Render the data as a JSON list of strings, starting with the line that contains "Locate belt buckle" and going on through the line that contains "[515,9,592,41]". Give one string per line and leave out blank lines.

§ **ROWS**
[BEGIN]

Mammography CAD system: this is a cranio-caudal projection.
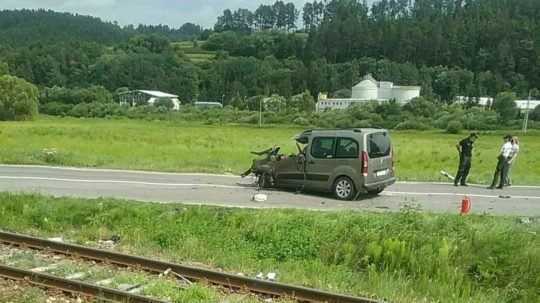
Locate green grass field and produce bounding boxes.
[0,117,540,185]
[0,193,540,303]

[END]
[BEGIN]

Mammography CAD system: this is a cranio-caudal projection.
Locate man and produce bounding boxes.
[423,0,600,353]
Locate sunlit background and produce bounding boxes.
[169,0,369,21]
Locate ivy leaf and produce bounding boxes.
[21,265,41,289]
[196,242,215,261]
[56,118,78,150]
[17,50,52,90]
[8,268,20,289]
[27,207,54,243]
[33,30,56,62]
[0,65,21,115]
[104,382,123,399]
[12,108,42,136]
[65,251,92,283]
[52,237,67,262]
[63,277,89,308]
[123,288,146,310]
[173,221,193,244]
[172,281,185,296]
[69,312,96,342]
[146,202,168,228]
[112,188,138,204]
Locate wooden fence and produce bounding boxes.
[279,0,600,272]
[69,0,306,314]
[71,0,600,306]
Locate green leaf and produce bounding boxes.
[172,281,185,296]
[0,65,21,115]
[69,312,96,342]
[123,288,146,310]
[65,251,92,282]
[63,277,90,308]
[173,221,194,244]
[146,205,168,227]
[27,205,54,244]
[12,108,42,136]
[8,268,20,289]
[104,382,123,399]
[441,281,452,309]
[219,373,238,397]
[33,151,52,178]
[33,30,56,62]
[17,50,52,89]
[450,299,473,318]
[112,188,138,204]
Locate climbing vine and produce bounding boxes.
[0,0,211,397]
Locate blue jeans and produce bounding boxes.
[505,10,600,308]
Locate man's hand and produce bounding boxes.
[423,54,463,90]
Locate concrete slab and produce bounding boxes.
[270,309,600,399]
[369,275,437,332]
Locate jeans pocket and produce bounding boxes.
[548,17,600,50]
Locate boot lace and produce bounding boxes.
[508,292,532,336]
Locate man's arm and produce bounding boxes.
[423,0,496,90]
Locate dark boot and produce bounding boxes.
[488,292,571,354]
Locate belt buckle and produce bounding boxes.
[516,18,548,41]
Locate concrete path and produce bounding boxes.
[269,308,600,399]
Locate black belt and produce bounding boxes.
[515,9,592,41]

[END]

§ **OUTPUT FOR THIS EXERCISE**
[
  "Locate belt buckle and produce bounding boxes.",
  "[516,18,548,41]",
  "Locate concrete path and produce bounding boxes.",
  "[269,308,600,399]",
  "Locate black belt and produce bounding boxes.",
  "[515,9,592,41]"
]